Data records

=====

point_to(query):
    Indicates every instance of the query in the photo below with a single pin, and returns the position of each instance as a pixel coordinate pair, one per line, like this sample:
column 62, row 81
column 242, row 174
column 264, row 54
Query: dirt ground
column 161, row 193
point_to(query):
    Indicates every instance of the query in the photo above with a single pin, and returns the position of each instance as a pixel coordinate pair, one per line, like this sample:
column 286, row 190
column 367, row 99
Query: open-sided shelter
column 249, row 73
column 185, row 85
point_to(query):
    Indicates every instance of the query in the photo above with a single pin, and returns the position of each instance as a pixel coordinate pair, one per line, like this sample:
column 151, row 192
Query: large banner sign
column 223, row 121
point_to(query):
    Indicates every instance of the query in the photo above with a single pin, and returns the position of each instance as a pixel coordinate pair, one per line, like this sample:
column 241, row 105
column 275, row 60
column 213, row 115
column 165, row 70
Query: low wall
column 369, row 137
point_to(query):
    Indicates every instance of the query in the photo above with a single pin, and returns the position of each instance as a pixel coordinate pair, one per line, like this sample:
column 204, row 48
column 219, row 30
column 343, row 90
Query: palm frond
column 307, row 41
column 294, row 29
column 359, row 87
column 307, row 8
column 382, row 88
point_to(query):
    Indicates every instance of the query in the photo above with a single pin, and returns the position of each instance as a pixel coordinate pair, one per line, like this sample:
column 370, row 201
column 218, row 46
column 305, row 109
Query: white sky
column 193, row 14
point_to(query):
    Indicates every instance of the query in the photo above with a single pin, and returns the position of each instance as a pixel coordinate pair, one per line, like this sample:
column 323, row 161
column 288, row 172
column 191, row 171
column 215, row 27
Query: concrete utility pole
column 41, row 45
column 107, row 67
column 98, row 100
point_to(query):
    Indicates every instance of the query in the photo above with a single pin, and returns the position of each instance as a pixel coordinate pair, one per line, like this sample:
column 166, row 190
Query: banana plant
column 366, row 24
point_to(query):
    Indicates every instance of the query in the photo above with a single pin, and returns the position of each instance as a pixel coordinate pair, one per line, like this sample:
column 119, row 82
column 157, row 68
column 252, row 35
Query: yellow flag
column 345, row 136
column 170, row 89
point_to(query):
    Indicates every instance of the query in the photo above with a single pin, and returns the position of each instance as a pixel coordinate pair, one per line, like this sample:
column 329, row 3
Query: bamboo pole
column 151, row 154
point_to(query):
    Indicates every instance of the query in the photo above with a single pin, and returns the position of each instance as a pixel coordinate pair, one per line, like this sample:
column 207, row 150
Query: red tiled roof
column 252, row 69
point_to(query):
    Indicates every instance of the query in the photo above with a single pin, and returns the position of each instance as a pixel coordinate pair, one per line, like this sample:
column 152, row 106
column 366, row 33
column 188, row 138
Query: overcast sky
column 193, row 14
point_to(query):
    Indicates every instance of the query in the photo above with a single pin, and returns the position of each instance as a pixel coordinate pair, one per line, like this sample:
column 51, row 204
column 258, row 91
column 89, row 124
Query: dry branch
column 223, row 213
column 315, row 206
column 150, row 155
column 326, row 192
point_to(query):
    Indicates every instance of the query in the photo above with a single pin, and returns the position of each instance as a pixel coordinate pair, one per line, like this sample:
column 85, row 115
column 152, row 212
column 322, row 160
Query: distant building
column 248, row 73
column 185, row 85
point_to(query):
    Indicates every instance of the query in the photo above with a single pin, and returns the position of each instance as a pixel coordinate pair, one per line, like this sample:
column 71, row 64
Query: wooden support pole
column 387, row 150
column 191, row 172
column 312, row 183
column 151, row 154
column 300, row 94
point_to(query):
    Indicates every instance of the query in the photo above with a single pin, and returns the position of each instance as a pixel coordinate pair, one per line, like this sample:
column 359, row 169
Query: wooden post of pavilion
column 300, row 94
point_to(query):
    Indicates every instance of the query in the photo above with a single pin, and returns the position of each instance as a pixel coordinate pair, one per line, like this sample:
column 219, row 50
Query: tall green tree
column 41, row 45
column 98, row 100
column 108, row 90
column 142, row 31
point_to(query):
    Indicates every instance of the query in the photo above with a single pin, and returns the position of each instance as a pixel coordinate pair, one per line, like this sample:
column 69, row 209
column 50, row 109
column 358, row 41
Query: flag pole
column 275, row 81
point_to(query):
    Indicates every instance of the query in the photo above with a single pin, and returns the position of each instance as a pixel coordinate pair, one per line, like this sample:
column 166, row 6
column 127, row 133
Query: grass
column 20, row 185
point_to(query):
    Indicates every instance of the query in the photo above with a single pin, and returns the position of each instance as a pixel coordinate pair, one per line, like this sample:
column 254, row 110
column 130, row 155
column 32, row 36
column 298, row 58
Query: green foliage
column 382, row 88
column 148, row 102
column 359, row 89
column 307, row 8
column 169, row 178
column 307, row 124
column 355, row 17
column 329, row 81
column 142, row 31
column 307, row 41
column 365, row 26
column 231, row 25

=====

### [THE PROBLEM]
Give back each entry so that it matches the original word for word.

### [SOLUTION FOR THIS TASK]
point_to(query):
    Indicates every instance of the query in the photo below with a single pin, and returns the position of each instance as a pixel coordinate pair, one per line, like this sample:
column 62, row 81
column 242, row 174
column 264, row 54
Query: dirt ground
column 161, row 193
point_to(query):
    Indicates every instance of the query in the photo above with a single pin, and returns the position of each instance as a pixel coordinate pair, one per line, like this sample:
column 286, row 190
column 367, row 99
Query: open-sided shelter
column 249, row 73
column 185, row 85
point_to(query):
    Indicates every instance of the query in the photo above with a single pin, and returns the position of each instance as a pixel coordinate pair, one per line, like this sample:
column 151, row 192
Query: large banner sign
column 223, row 121
point_to(query):
    Indicates every instance of the query in the photo above with a single pin, and returns the position of each instance as a pixel coordinate pair, one per line, like this sample:
column 241, row 105
column 275, row 60
column 213, row 115
column 165, row 70
Query: low wall
column 369, row 137
point_to(query):
    Indicates every instance of the query in the photo above with a single pin, and returns the position of each instance as a pixel coordinate pair, one per line, like this sample:
column 204, row 48
column 219, row 30
column 343, row 90
Query: palm frond
column 307, row 41
column 294, row 29
column 359, row 87
column 307, row 8
column 382, row 88
point_to(query):
    Indicates every instance of the query in the photo above with a single pin, and returns the position of each instance as a pixel coordinate pair, one per line, like this sample:
column 370, row 201
column 218, row 46
column 305, row 109
Query: white sky
column 193, row 14
point_to(query):
    Indicates every instance of the query in the photo above with a single pin, and returns the position of each instance as a pixel coordinate pair, one per line, like this sample:
column 323, row 161
column 288, row 172
column 191, row 171
column 215, row 27
Query: concrete utility pole
column 41, row 45
column 107, row 67
column 98, row 100
point_to(query):
    Indicates every instance of the query in the photo above with a single pin, and returns the position of each instance as a pixel coordinate pair, one per line, like this sample:
column 166, row 190
Query: banana plant
column 366, row 24
point_to(query):
    Indicates every instance of the query in the photo above with a single pin, and returns the position of each instance as a pixel coordinate pair, one per line, like this sample:
column 119, row 82
column 157, row 68
column 252, row 35
Query: yellow flag
column 345, row 136
column 170, row 89
point_to(query):
    Indicates every instance of the query in the photo above with a single pin, and returns the position of each instance as a pixel coordinate pair, one per line, like this sample:
column 329, row 3
Query: bamboo pole
column 151, row 154
point_to(query):
    Indicates every instance of the query in the photo above with a single pin, and returns the position of each instance as a pixel coordinate pair, one per line, like this sample:
column 207, row 150
Query: red tiled roof
column 252, row 69
point_to(query):
    Indicates every instance of the query in the photo above with a single pin, and returns the position of each instance as a pixel coordinate pair, one per line, like this sample:
column 152, row 106
column 366, row 33
column 188, row 138
Query: overcast sky
column 193, row 14
point_to(query):
    Indicates every instance of the query in the photo above with a single pin, and returns the position of each instance as a pixel coordinate pair, one per line, like this sample:
column 51, row 204
column 258, row 91
column 89, row 124
Query: dry branch
column 223, row 213
column 315, row 206
column 150, row 155
column 326, row 192
point_to(query):
    Indicates every instance of the query in the photo above with a single pin, and returns the position of each instance as a pixel coordinate pair, one per line, like this sample:
column 85, row 115
column 152, row 212
column 322, row 160
Query: distant building
column 248, row 73
column 185, row 85
point_to(query):
    Indicates every instance of the query in the photo above with a single pin, and returns the position of each instance as a pixel coordinate pair, one per line, like this sample:
column 71, row 64
Query: wooden support pole
column 387, row 150
column 191, row 172
column 312, row 183
column 151, row 154
column 300, row 94
point_to(query):
    Indicates every instance of the query in the photo above with a single pin, and returns the position of each instance as a pixel coordinate pair, one per line, like this sample:
column 359, row 169
Query: wooden post of pavilion
column 300, row 94
point_to(query):
    Indicates every instance of the query in the photo above with a single pin, and returns the position of each instance as a pixel coordinate pair, one per line, like this sample:
column 219, row 50
Query: tall green tree
column 41, row 45
column 98, row 100
column 108, row 90
column 142, row 31
point_to(query):
    Indicates every instance of the query in the photo above with a single pin, and returns the position of each instance as a pixel coordinate pair, one per line, like this sample:
column 69, row 209
column 50, row 109
column 358, row 41
Query: flag pole
column 275, row 81
point_to(query):
    Indicates every instance of the query in the photo above with a single pin, and returns the position of each instance as a pixel coordinate pair, one per line, like this sample:
column 166, row 6
column 127, row 133
Query: grass
column 20, row 185
point_to(query):
    Indicates every instance of the query in the photo above with a single pin, and returns the position of each instance as a pixel coordinate pair, one per line, like this sample:
column 254, row 110
column 130, row 155
column 32, row 36
column 298, row 58
Query: green foliage
column 382, row 88
column 148, row 102
column 359, row 89
column 307, row 8
column 169, row 178
column 307, row 124
column 355, row 17
column 329, row 81
column 142, row 31
column 307, row 41
column 365, row 26
column 231, row 25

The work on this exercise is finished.